Задание =
Скопируйте без изменений фрагмент исходного текста: начните со слов, в которых есть «Победа консерваторов предсказывалась», и закончите после «английским масштабам, конечно).».

Пролог в больнице для безнадёжных

Победа консерваторов предсказывалась всеми опросами. Лейбористское правление 1974–1979 было крайне неэффективным. Кабинеты Гарольда Вильсона и Джеймса Каллагэна превратили Соединённое Королевство в «больного человека Запада». Производственный застой и спад. Высокая инфляция и падение реальных доходов. Полуторамиллионная безработица (тогда это считалось много) и социальная депрессия. Террористический тупик в Ольстере. Внешнеполитическая пассивность и падение международного престижа. Таково было комплексное следствие послевоенного тренда усиления госрегулирования, которое Вильсон и Каллагэн довели до апогея (по английским масштабам, конечно).

В результате Лейбористская партия разругалась даже с тред-юнионами, собственной вековой опорой. Профбоссы – в 1970 поднявшие мощные забастовки и фактически сбросившие консервативное правительство Эдварда Хита – теперь не желали отвечать за госпрограммы чиновнико, вприводящие к закрытию предприятий, увольнениям, снижениям зарплат. В начале 1979 парламент вынес вотум недоверия правительству Каллагэна: 311 голосов против 310, редчайший случай в британской политической истории. На досрочных выборах 3 мая леди уверенно победила джентльмена.

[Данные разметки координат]

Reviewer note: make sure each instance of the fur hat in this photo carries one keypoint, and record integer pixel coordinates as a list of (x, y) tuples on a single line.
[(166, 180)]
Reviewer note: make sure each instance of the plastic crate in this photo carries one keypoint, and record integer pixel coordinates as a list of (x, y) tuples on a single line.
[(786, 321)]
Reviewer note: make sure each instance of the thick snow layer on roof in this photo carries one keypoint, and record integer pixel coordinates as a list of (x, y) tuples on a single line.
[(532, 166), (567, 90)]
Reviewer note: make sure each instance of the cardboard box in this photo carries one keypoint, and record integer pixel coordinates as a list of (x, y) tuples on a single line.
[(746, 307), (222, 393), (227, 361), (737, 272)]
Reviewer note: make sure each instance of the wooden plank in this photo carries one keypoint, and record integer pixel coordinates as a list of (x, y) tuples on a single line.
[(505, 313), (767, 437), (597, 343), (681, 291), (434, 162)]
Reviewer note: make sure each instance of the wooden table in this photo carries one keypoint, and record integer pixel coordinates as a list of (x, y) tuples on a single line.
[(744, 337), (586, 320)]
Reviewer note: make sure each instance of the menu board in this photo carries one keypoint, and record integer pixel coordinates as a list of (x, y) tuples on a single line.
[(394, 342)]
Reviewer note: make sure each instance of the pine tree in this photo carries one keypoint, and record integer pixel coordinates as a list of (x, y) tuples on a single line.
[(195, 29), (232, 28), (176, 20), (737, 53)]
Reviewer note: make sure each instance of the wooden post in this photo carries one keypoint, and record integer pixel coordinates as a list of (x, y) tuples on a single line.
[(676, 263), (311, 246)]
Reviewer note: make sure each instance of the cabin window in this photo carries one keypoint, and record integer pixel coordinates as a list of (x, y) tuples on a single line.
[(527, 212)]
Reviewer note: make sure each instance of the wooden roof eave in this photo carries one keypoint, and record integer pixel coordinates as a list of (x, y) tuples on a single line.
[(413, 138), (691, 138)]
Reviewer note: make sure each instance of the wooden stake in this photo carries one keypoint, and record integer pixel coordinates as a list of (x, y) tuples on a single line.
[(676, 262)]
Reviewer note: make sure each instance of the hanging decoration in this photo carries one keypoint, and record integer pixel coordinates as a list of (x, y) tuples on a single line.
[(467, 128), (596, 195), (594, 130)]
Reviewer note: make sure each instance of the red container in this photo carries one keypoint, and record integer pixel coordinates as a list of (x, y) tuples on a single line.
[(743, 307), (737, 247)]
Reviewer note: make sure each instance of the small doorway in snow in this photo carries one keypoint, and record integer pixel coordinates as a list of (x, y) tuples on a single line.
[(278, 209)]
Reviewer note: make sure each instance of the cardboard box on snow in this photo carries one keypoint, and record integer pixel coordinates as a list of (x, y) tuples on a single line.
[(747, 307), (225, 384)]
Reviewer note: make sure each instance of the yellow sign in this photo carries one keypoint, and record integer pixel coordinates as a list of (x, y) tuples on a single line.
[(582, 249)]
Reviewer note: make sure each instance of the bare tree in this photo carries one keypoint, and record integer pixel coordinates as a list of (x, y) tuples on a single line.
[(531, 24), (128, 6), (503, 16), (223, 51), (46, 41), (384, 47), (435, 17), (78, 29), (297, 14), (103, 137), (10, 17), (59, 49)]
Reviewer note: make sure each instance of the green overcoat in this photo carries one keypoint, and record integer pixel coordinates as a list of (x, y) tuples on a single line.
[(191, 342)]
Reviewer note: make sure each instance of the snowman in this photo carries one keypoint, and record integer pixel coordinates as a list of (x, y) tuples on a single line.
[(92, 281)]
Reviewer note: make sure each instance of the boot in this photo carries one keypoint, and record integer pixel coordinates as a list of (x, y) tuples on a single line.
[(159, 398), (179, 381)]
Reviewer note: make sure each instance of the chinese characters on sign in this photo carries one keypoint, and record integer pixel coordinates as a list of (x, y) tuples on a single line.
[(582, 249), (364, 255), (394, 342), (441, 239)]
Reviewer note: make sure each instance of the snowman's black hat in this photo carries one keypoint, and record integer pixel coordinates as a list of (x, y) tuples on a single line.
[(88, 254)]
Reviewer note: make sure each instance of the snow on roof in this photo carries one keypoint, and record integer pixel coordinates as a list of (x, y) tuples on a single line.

Итоговый ответ =
Победа консерваторов предсказывалась всеми опросами. Лейбористское правление 1974–1979 было крайне неэффективным. Кабинеты Гарольда Вильсона и Джеймса Каллагэна превратили Соединённое Королевство в «больного человека Запада». Производственный застой и спад. Высокая инфляция и падение реальных доходов. Полуторамиллионная безработица (тогда это считалось много) и социальная депрессия. Террористический тупик в Ольстере. Внешнеполитическая пассивность и падение международного престижа. Таково было комплексное следствие послевоенного тренда усиления госрегулирования, которое Вильсон и Каллагэн довели до апогея (по английским масштабам, конечно).